### EXERCISE OBJECTIVE
Reproduce every entry exactly.

### DATASET
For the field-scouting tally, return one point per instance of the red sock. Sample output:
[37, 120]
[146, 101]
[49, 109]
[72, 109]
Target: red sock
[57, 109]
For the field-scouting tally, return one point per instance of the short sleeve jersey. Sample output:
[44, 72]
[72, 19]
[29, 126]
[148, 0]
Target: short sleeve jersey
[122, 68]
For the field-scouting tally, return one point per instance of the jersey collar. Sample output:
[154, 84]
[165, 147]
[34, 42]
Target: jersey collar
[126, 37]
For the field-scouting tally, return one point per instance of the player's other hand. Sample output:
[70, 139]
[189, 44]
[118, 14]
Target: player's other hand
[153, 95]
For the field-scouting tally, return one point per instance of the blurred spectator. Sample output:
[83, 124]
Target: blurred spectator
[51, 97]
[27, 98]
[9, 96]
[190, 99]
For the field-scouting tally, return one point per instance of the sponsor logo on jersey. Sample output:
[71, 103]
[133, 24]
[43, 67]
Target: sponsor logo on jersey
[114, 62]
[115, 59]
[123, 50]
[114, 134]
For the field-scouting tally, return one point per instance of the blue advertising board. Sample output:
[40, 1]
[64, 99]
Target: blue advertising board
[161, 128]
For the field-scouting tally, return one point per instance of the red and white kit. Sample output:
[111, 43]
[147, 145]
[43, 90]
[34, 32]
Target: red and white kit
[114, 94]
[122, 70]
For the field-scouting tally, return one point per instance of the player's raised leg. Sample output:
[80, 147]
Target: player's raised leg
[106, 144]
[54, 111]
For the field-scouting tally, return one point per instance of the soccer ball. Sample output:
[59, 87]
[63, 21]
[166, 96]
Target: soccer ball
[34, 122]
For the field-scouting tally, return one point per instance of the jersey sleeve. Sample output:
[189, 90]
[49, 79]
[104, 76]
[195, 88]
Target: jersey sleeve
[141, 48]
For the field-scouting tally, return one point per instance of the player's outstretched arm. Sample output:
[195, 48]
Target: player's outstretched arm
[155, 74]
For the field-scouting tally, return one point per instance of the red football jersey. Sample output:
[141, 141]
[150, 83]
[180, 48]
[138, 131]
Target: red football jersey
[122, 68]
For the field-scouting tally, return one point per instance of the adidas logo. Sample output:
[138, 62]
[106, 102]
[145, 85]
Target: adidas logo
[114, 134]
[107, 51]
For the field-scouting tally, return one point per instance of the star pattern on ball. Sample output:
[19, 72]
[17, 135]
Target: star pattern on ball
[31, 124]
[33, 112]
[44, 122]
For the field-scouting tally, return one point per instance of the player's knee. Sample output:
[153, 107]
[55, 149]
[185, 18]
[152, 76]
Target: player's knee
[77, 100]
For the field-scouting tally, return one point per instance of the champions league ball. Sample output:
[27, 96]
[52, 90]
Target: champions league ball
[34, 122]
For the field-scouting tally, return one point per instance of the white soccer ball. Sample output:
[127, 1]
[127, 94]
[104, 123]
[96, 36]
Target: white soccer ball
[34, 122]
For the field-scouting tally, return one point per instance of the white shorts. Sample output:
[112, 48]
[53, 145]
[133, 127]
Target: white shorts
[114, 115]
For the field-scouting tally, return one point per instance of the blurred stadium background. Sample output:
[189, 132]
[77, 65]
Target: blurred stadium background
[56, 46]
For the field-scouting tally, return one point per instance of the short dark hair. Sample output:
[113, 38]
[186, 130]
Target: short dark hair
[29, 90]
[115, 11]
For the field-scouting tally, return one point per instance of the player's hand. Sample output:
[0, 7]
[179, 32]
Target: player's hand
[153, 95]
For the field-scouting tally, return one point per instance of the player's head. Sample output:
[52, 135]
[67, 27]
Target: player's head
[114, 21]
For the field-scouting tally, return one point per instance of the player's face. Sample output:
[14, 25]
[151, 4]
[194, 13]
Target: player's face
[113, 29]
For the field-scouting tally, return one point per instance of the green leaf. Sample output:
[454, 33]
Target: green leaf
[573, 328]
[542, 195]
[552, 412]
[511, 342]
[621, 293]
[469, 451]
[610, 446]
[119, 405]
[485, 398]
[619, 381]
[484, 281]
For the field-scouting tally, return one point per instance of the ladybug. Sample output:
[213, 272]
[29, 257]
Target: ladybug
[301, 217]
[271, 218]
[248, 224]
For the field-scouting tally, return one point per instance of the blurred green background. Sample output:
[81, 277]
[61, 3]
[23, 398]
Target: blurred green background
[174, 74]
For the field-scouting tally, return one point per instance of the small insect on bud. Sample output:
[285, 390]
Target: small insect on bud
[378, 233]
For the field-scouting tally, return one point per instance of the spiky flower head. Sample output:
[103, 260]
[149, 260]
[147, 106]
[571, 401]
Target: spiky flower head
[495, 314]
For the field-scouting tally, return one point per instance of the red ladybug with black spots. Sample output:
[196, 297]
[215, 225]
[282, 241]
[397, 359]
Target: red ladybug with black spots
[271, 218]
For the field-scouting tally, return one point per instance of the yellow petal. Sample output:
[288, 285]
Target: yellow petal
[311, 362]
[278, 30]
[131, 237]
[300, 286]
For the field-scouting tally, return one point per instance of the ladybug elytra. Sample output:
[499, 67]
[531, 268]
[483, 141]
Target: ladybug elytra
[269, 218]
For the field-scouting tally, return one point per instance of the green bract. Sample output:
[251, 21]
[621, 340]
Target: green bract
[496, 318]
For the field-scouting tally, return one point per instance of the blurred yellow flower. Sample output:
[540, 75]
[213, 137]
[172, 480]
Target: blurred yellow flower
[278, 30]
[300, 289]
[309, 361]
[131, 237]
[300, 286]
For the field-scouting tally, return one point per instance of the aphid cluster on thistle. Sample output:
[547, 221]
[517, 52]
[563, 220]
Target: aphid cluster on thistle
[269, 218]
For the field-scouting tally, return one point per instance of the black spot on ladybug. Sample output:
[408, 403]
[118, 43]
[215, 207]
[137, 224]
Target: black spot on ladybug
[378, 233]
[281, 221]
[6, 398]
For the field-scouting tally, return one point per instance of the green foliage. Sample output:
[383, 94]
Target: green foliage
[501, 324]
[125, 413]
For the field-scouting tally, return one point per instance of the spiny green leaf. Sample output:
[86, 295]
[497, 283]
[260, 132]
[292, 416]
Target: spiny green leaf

### RESPONSE
For the field-scouting tally, return one point per instance of the red sock. Sample output:
[37, 120]
[146, 101]
[49, 109]
[72, 109]
Target: red sock
[57, 109]
For the field-scouting tally, return one point per instance of the short sleeve jersey. Sample output:
[44, 72]
[72, 19]
[29, 126]
[148, 0]
Target: short sleeve jersey
[122, 68]
For the field-scouting tally, return one point per instance of the jersey collar. Sample output:
[154, 84]
[165, 147]
[34, 42]
Target: jersey collar
[126, 37]
For the field-scouting tally, return one point per instance of the player's other hand. Sample output:
[70, 139]
[189, 44]
[118, 14]
Target: player's other hand
[153, 95]
For the field-scouting tally, return one point per instance of the blurred spectator. Sample output:
[83, 124]
Target: blurred spectator
[51, 97]
[27, 98]
[9, 96]
[190, 99]
For the field-scouting tally, return one point per instance of the sponsor logo on jersey. Sample output:
[71, 103]
[133, 24]
[43, 67]
Target: sponsor logo on jersey
[114, 62]
[115, 59]
[123, 50]
[114, 134]
For the field-scouting tally, return one point per instance of the blue advertising board. Sample output:
[40, 1]
[64, 99]
Target: blue advertising board
[161, 128]
For the field-scouting tally, return one point per instance of the red and white kit. Sample output:
[111, 43]
[147, 145]
[43, 90]
[34, 32]
Target: red and white kit
[114, 94]
[122, 70]
For the field-scouting tally, return one point per instance of the player's raised leg. Sample output:
[80, 147]
Target: player's raised leg
[106, 144]
[54, 111]
For the field-scouting tally, return one point per instance of the soccer ball. Sample output:
[59, 87]
[63, 21]
[166, 96]
Target: soccer ball
[34, 122]
For the field-scouting tally, return one point per instance of the jersey sleeve. Sample output:
[189, 90]
[49, 79]
[104, 76]
[195, 88]
Target: jersey sleeve
[141, 48]
For the field-scouting tally, return one point per instance of the player's outstretched arm. Sample output:
[195, 48]
Target: player's outstretched arm
[155, 74]
For the field-scouting tally, return one point per instance of the red football jersey. Sample output:
[141, 141]
[150, 83]
[180, 48]
[138, 131]
Target: red football jersey
[122, 68]
For the field-scouting tally, return one point per instance of the adidas logo. Sample output:
[138, 62]
[106, 102]
[145, 85]
Target: adidas logo
[114, 134]
[107, 51]
For the field-scouting tally, return one point per instance of the star pattern on ball. Sample output:
[19, 72]
[17, 135]
Target: star pattern on ball
[31, 124]
[33, 112]
[44, 122]
For the field-scouting tally, return one point per instance of the player's knee. Sample output:
[153, 107]
[55, 149]
[185, 18]
[152, 76]
Target: player's knee
[77, 100]
For the field-scouting tally, return one point per instance of the champions league ball. Sample output:
[27, 96]
[52, 90]
Target: champions league ball
[34, 122]
For the field-scouting tally, return one point per instance of the white soccer ball. Sample output:
[127, 1]
[127, 94]
[104, 123]
[96, 36]
Target: white soccer ball
[34, 122]
For the field-scouting tally, return one point per instance of the white shorts. Sample output:
[112, 48]
[53, 145]
[133, 127]
Target: white shorts
[114, 115]
For the field-scouting tally, return one point per instance of the blurred stadium background. Sample output:
[189, 132]
[77, 65]
Target: blurred stadium background
[56, 46]
For the field-scouting tally, return one point per instance of the short dark hair. Sample output:
[113, 38]
[186, 130]
Target: short dark hair
[29, 90]
[115, 11]
For the field-scouting tally, return one point per instance of the player's hand. Sample output:
[0, 7]
[179, 32]
Target: player's hand
[153, 95]
For the field-scouting tally, return one point per instance of the player's head. Sample output:
[52, 135]
[67, 27]
Target: player's head
[114, 21]
For the field-scouting tally, return one point per instance of the player's face. Sample output:
[14, 25]
[151, 4]
[194, 13]
Target: player's face
[113, 29]
For the field-scouting tally, return one point per instance of the green leaf. Sample output:
[454, 33]
Target: green leaf
[573, 328]
[542, 195]
[552, 412]
[511, 342]
[621, 293]
[469, 451]
[610, 446]
[119, 405]
[485, 398]
[619, 381]
[484, 281]
For the field-scouting tally, return one point per instance of the ladybug. Sample output:
[213, 272]
[29, 257]
Target: ladybug
[301, 217]
[271, 218]
[248, 224]
For the field-scouting tally, return one point per instance of the blurred green background. Sample output:
[81, 277]
[61, 3]
[23, 398]
Target: blurred green background
[174, 74]
For the field-scouting tally, return one point per instance of the small insect on bud. Sample output:
[285, 390]
Target: small insect on bud
[378, 233]
For the field-scouting tally, return one point per instance of the spiky flower head. Sample output:
[103, 260]
[149, 260]
[147, 106]
[571, 401]
Target: spiky flower head
[495, 314]
For the field-scouting tally, return one point per instance of the red ladybug with black spots. Sample output:
[196, 297]
[215, 225]
[282, 241]
[397, 359]
Target: red ladybug with black spots
[271, 218]
For the field-scouting tally, return one point per instance of the yellow petal. Sample output:
[288, 285]
Target: yellow petal
[311, 362]
[278, 30]
[131, 237]
[300, 286]
For the field-scouting tally, return one point per instance of the ladybug elytra. Sample output:
[499, 67]
[531, 268]
[483, 141]
Target: ladybug elytra
[269, 218]
For the field-scouting tally, return one point per instance of the green bract. Sample output:
[251, 21]
[621, 340]
Target: green bract
[496, 318]
For the field-scouting tally, return one point per instance of the blurred yellow flower. Sample output:
[540, 75]
[213, 137]
[172, 480]
Target: blurred yellow flower
[278, 30]
[300, 289]
[309, 361]
[131, 237]
[300, 286]
For the field-scouting tally, return one point per instance of the aphid cluster on thistle. Sample output:
[547, 221]
[517, 52]
[563, 220]
Target: aphid cluster on thistle
[269, 218]
For the field-scouting tally, return one point per instance of the black spot on ladybug. Sample output:
[408, 403]
[118, 43]
[215, 207]
[137, 224]
Target: black spot on ladybug
[378, 233]
[281, 221]
[6, 398]
For the field-scouting tally, return one point per instance of the green foliage. Sample output:
[383, 94]
Target: green foliage
[501, 324]
[125, 413]
For the field-scouting tally, return one point per instance of the spiny green leaf. Sample output:
[86, 295]
[497, 283]
[260, 132]
[292, 416]
Target: spiny green leaf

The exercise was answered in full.